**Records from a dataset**

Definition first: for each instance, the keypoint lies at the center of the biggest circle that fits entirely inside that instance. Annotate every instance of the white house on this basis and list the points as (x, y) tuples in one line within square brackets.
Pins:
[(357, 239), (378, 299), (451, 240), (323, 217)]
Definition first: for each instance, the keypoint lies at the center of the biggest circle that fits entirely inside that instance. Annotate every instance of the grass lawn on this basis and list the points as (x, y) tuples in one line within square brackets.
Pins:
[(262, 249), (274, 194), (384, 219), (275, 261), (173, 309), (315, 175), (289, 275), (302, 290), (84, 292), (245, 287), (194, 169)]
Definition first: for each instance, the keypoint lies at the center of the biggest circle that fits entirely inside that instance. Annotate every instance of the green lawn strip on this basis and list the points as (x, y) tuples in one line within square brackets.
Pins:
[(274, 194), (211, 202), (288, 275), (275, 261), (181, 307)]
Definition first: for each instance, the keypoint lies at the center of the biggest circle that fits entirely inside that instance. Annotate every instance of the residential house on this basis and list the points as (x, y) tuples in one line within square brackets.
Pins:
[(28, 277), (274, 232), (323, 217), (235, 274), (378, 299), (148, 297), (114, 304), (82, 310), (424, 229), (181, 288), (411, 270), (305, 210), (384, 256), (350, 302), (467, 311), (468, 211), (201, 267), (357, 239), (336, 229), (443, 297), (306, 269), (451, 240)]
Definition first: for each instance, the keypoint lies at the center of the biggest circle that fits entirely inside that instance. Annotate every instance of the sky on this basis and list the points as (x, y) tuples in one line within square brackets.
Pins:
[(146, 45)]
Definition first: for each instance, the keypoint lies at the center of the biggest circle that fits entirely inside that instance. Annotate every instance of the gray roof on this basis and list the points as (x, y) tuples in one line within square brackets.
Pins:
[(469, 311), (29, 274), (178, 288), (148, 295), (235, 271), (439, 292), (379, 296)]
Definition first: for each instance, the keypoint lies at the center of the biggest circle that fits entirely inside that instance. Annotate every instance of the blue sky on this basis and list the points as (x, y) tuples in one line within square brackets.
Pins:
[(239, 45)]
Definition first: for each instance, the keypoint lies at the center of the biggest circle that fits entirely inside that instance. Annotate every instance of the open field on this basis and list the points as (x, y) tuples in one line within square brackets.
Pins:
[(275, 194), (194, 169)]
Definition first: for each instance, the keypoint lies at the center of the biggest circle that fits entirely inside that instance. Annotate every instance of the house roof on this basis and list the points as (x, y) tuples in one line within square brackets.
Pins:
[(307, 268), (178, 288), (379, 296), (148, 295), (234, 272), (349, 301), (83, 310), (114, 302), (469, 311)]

**What you have to do**
Reproduce the records above word for word, covering every one of them.

**Correct answer**
Definition first: for each instance, the keypoint lies at the center of the biggest circle that fits entirely inside that instance. Annotate every instance of the white house on this basis and list the points as (x, y) tuples in one line within square brackets.
Pins:
[(357, 239), (378, 299), (451, 240), (323, 217)]
Definition first: for each instance, the keypoint lies at the center of the biggest circle that fits entirely inside that instance. Annotate every instance of the grass lawn on this basis and list the points as (x, y) tuples in one line within square brackets.
Pins:
[(262, 249), (274, 194), (384, 219), (275, 261), (173, 309), (315, 175), (289, 275), (302, 290), (84, 292), (245, 287), (194, 169)]
Definition first: for each instance, the keypoint lies at the center of the biggest circle that fits entirely inside that instance. Annotate every instance of the green lawn strip on this basis and list the points as (x, y) tuples in one line within square brackets.
Pins:
[(274, 194), (211, 202), (288, 275), (275, 261), (181, 307)]
Definition first: for each instance, the keypoint lies at the center of the biggest circle that fits entirely inside that instance. Annotate every instance of the residential house on this basis and list the points as (x, y) tuples in one line within square brackets.
Pins:
[(28, 277), (274, 232), (323, 217), (235, 274), (378, 299), (148, 297), (114, 304), (82, 310), (424, 229), (181, 288), (411, 270), (305, 210), (384, 256), (350, 302), (467, 311), (468, 211), (201, 267), (357, 239), (336, 229), (443, 297), (306, 269), (451, 240)]
Definition first: for each instance, the keypoint lies at the center of the biggest circle that fits entirely inside that instance. Annotate every instance of the sky on this basis and list the points as (x, y) tuples in one line within square brackets.
Pins:
[(146, 45)]
Definition first: for each instance, the keypoint lies at the center of the biggest circle that fits entirely inside that instance. Annotate every instance of the gray roof on this basis and list the points as (x, y) tuples in one line within square brackets.
Pins:
[(469, 311), (29, 274), (178, 288), (148, 295), (235, 271), (439, 292), (379, 296)]
Definition first: for each instance, the keypoint lies at the center of the biggest circle that fits entirely inside that instance. Annotate every instance of the blue sky on this basis and list the points as (x, y) tuples in one line within square brackets.
Pins:
[(239, 45)]
Definition first: for each instance, the keypoint lies at the center of the biggest circle that fits entirely inside that instance. Annotate every instance of the open field on this basis and list the points as (x, y) tuples in one line within square brackets.
Pins:
[(275, 194), (194, 169)]
Definition first: for each instance, the keypoint lies at the center of the biggest circle that fits entirely inside that instance. Annotate every instance of the house roof on this basis and list the points as (x, y) tuples in one line within square brackets.
Pins:
[(307, 268), (178, 288), (379, 296), (148, 295), (234, 272), (349, 301), (83, 310), (114, 302), (469, 311)]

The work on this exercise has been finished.